(Saved entries)
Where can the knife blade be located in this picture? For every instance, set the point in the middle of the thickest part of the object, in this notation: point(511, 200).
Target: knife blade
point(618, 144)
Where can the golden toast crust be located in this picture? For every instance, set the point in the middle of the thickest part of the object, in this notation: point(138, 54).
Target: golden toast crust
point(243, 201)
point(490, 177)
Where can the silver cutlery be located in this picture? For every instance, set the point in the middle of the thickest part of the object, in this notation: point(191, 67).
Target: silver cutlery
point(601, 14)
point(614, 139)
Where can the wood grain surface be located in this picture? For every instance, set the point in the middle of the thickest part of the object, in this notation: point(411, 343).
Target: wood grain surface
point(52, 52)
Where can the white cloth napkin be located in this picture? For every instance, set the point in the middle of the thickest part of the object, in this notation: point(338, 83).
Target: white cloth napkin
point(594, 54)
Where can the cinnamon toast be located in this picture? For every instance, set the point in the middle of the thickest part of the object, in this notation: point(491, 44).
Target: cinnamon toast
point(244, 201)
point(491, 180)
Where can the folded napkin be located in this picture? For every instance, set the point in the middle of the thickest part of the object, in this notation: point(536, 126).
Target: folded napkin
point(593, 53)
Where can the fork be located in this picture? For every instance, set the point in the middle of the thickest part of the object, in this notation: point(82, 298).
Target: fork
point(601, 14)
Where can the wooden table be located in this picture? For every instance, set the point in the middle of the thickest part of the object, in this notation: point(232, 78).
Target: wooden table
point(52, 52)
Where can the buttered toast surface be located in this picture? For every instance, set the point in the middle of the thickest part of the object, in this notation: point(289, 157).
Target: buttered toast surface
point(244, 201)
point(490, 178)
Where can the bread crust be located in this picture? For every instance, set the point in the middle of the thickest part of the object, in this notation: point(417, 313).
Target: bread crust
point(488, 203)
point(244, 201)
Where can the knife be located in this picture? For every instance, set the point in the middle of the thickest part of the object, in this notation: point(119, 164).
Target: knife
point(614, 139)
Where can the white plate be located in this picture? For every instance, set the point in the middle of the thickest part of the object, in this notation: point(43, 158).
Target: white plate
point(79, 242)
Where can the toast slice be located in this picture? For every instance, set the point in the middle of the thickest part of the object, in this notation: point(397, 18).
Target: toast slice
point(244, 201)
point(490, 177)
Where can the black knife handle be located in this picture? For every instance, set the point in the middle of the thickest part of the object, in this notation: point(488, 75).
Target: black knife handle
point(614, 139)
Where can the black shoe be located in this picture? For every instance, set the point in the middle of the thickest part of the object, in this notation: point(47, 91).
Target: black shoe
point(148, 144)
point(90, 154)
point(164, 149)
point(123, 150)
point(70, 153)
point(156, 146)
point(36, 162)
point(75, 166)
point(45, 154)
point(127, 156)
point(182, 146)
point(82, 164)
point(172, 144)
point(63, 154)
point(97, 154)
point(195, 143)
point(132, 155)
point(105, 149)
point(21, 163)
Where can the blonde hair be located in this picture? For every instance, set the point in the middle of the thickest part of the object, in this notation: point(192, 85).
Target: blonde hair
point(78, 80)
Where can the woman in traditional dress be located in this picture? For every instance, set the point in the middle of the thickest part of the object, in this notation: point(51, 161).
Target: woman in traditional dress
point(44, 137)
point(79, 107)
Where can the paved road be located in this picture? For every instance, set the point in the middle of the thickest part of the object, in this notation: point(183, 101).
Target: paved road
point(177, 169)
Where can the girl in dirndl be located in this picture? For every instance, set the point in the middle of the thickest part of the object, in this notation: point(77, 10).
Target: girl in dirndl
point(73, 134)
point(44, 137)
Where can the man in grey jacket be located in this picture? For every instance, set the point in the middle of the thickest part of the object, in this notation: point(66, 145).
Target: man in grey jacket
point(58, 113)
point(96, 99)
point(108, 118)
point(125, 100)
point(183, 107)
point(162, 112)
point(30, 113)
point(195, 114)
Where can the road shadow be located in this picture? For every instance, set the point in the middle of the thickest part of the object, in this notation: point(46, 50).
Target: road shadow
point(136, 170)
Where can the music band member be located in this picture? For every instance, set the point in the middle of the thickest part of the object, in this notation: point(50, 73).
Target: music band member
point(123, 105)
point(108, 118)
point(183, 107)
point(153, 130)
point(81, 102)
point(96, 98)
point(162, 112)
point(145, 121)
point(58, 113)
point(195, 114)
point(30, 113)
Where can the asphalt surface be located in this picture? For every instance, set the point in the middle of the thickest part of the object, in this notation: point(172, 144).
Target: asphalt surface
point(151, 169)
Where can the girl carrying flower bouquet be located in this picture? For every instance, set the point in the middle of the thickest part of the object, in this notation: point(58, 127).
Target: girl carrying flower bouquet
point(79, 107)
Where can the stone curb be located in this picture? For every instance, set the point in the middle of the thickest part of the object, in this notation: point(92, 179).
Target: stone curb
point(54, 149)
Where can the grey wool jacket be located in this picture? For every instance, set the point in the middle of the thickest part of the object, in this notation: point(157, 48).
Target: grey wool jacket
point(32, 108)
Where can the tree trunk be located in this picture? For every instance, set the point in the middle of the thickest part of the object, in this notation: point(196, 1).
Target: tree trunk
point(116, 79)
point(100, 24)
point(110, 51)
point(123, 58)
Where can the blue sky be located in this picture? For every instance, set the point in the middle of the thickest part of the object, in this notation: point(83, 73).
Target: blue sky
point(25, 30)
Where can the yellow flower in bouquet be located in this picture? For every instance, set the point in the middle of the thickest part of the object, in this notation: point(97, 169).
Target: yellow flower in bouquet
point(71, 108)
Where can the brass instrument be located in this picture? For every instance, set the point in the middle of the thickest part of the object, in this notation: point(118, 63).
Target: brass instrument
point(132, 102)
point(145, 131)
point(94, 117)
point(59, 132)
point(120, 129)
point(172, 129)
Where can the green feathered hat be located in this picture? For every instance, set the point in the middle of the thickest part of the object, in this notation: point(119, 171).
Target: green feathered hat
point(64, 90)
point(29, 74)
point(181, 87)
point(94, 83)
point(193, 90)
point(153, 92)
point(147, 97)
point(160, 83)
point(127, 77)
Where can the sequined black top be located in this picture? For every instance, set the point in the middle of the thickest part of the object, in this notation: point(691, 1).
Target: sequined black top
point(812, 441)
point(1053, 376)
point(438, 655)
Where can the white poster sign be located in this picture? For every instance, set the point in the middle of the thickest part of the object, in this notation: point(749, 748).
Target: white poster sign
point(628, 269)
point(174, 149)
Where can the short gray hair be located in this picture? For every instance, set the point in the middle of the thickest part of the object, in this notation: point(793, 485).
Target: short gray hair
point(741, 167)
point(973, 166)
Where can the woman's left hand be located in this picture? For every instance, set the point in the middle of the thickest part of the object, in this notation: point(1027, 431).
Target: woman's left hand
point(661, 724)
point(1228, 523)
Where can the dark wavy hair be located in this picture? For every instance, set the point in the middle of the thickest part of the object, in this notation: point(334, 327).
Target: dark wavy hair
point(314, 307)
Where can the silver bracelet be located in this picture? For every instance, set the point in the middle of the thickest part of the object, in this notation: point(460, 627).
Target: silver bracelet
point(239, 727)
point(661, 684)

## TASK DIRECTIONS:
Repeat the records above exactly, leaving none out.

## PROBLEM SOLUTION:
Where can the knife blade be located in this picture? For every instance, set the point in the middle of the thickest part of the object, in this notation: point(511, 200).
Target: knife blade
point(618, 144)
Where can the golden toast crust be located in this picture? For every instance, set the point in the middle of the thickest part of the object, in this notation: point(138, 54).
Target: golden toast crust
point(243, 201)
point(490, 177)
Where can the silver cutlery be located in this picture? For every instance, set the point in the middle of the thickest part of the object, in this notation: point(191, 67).
Target: silver cutlery
point(601, 14)
point(614, 139)
Where can the wood grain surface be located in this picture? For every instance, set the point in the middle of the thickest part of the object, in this notation: point(411, 343).
Target: wood grain surface
point(52, 52)
Where can the white cloth napkin be located in this picture? For every instance, set the point in the middle of the thickest part of the object, in this notation: point(338, 83).
Target: white cloth napkin
point(594, 54)
Where can the cinnamon toast be located in this picture? For every instance, set the point in the middle of the thickest part of the object, in this notation: point(491, 44).
Target: cinnamon toast
point(244, 201)
point(491, 180)
Where can the folded napkin be located in this picture? For every instance, set the point in the middle of the thickest part of the object, in this notation: point(536, 126).
Target: folded napkin
point(593, 53)
Where can the fork be located in this picture? For every instance, set the point in the middle of the thickest part of the object, in this notation: point(82, 298).
Target: fork
point(601, 14)
Where can the wooden table be located in this picture? For every instance, set the point in the middle of the thickest part of the object, in this notation: point(232, 78).
Target: wooden table
point(52, 52)
Where can the buttered toast surface be located in this picture? For every instance, set the point in the middle of the thickest part of the object, in this notation: point(289, 157).
Target: buttered toast surface
point(244, 201)
point(490, 178)
Where can the bread crust be located in this picture? For every instance, set the point in the middle of the thickest part of the object, in this notation: point(417, 313).
Target: bread crust
point(488, 203)
point(244, 201)
Where can the knife be located in this picture? For every instance, set the point in the middle of the thickest part of the object, in this notation: point(119, 164).
Target: knife
point(614, 139)
Where can the white plate be located in this picture? For every instance, set the point in the middle of the thickest part of the object, in this notation: point(43, 158).
Target: white plate
point(79, 242)
Where can the toast slice be located in this picture? For every instance, set the point in the middle of the thickest part of the object, in this notation: point(397, 18).
Target: toast slice
point(244, 201)
point(490, 177)
Where can the black knife handle be located in this picture? For every instance, set the point in the middle of the thickest part of the object, in this notation: point(488, 75).
Target: black knife handle
point(614, 139)
Where can the black shoe be located in this picture? For every instance, set the point in the middle of the thickest part of the object, in this notation: point(47, 91).
Target: black shoe
point(148, 144)
point(90, 154)
point(164, 149)
point(123, 150)
point(70, 153)
point(156, 146)
point(36, 162)
point(75, 166)
point(45, 154)
point(127, 156)
point(182, 146)
point(82, 164)
point(172, 144)
point(63, 154)
point(97, 154)
point(195, 143)
point(132, 155)
point(105, 149)
point(21, 163)
Where can the blonde hair be located in this picture? For every instance, set the point in the middle of the thickest part of the object, in this notation: point(192, 85).
Target: blonde hair
point(78, 80)
Where can the woman in traditional dress be located in this picture? For every instance, set the point in the middle of the thickest part of the object, in this notation: point(51, 161).
Target: woman in traditional dress
point(44, 137)
point(79, 107)
Where can the paved road be located in this picture? For every instance, set the point in the middle of the thickest part of the object, in this notation: point(183, 101).
Target: paved road
point(177, 169)
Where can the girl in dirndl be located in this picture? For every instance, set the point in the middle of the thickest part of the object, in this notation: point(77, 10).
Target: girl in dirndl
point(73, 134)
point(44, 137)
Where can the man in grey jacket be located in this picture? For every instance, set the point in the middle of the thickest part of the object, in this notation: point(66, 145).
Target: man in grey jacket
point(58, 113)
point(96, 99)
point(108, 118)
point(125, 100)
point(183, 107)
point(162, 112)
point(30, 113)
point(195, 114)
Where can the road shadow be located in this picture? For every instance, set the point in the middle of the thickest part of the object, in this notation: point(46, 50).
Target: road shadow
point(136, 170)
Where can the music band member be located in this picture? For every instance, set the point in the middle of the thickest part of the object, in this notation: point(50, 73).
Target: music band member
point(123, 105)
point(108, 118)
point(183, 107)
point(153, 130)
point(81, 102)
point(96, 98)
point(162, 112)
point(145, 121)
point(58, 113)
point(195, 114)
point(30, 113)
Where can the asphalt surface be located in this picture? For every instance, set the point in the middle of the thickest part of the object, in this notation: point(172, 144).
Target: asphalt surface
point(151, 169)
Where can the girl carrying flower bouquet be located in this picture? For every instance, set the point in the middle of the thickest part of the object, in this notation: point(58, 127).
Target: girl carrying flower bouquet
point(79, 107)
Where can the stone curb be located in this picture? For every instance, set the point in the middle of the thickest part of the object, in this notation: point(92, 179).
Target: stone curb
point(54, 149)
Where can the grey wool jacket be located in this picture? For every instance, set the point in the middle of the thickest part of the object, in this notation: point(157, 48).
Target: grey wool jacket
point(32, 108)
Where can the tree trunk be located in this picture? For every instance, set the point in the middle of the thickest part of the object, in this notation: point(196, 1).
Target: tree trunk
point(116, 79)
point(100, 24)
point(110, 51)
point(123, 58)
Where can the blue sky be located in this picture? For every instance, set the point in the middle of the thickest part of the object, in this notation: point(83, 73).
Target: blue sky
point(25, 30)
Where can the yellow flower in bouquet be located in this picture? For every instance, set the point in the middle of the thickest part of the object, in this notation: point(97, 169).
Target: yellow flower in bouquet
point(71, 108)
Where can the brass instrument be located in this picture? For every instance, set the point in the middle of the thickest part of the object, in this notation: point(118, 63).
Target: brass instrument
point(132, 102)
point(145, 131)
point(94, 117)
point(59, 132)
point(120, 129)
point(172, 129)
Where can the green feathered hat be located in this picture? For every instance, set the point in the middle of the thickest part of the object, in this notation: point(119, 171).
Target: green feathered hat
point(64, 90)
point(29, 74)
point(181, 87)
point(94, 83)
point(193, 90)
point(153, 92)
point(147, 97)
point(160, 83)
point(127, 77)
Where can the sequined black top be located in this picture? For every instance, set the point in the middle of the thickest part of the object, in this notation: point(691, 1).
Target: sequined black top
point(812, 441)
point(1053, 376)
point(438, 655)
Where can the white poster sign be located in this picture? For every instance, set the point in the middle of the thickest part of the object, in this notation: point(749, 748).
Target: white poster sign
point(628, 269)
point(174, 149)
Where can the short gray hair be located in this picture? For every instance, set the point in the middle of the thickest part of the object, in this notation: point(793, 485).
Target: short gray hair
point(741, 167)
point(973, 166)
Where can the woman's left hand be located in this picture? For every instance, set the point in the middle of the thickest part of the object, in this notation: point(1027, 431).
Target: woman's left hand
point(661, 724)
point(1228, 523)
Where can the dark wavy hair be located in this picture? For every instance, set the point in the middle of the thickest part of the object, in this notation: point(334, 327).
Target: dark wavy hair
point(314, 307)
Where can the silver bracelet be located in this picture? For every instance, set the point in the middle of the thickest part of the object, in this notation: point(460, 627).
Target: silver bracelet
point(239, 727)
point(661, 684)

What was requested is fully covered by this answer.